Direction >> List every word or phrase set inside quotation marks in the passage below on mathematical truth.

Passage shown >>
Is a mathematical truth a truth in human terms? The answer must clearly be no. Human truth is extremely hard to come by, it is fragile and appears to change. Pure mathematical truths, sui generis, are logical abstractions and provide satisfaction to an extremely small cohort of practitioners.

So, it is a good question as to why do some mathematicians and philosophers get so enamored of these mystical and strange ideas emanating from their abstract ruminations? My guess is that many people are emotionally attracted to religious, mystical and/or occult thinking, whatever that means. That is a perfectly fine thing to do, it should just be understood for what it is.

You are possibly confused between “a priori” and “innate”. A belief can be a priori, even though it is not innate.

This is why many people consider mathematical truths to be a priori. They do not require empirical evidence. Perhaps you would need to see a proof, but that’s not empirical evidence (it is, perhaps, logical evidence).

I think you would do better to say that it is not an empirical truth. Many humans do consider mathematical truths to be true, so that seem to fit as “a truth in human terms”.

Dataset section >>
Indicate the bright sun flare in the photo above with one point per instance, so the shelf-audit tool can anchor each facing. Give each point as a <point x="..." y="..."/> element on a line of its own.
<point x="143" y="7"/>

Answer to this problem >> "a priori", "innate", "a truth in human terms"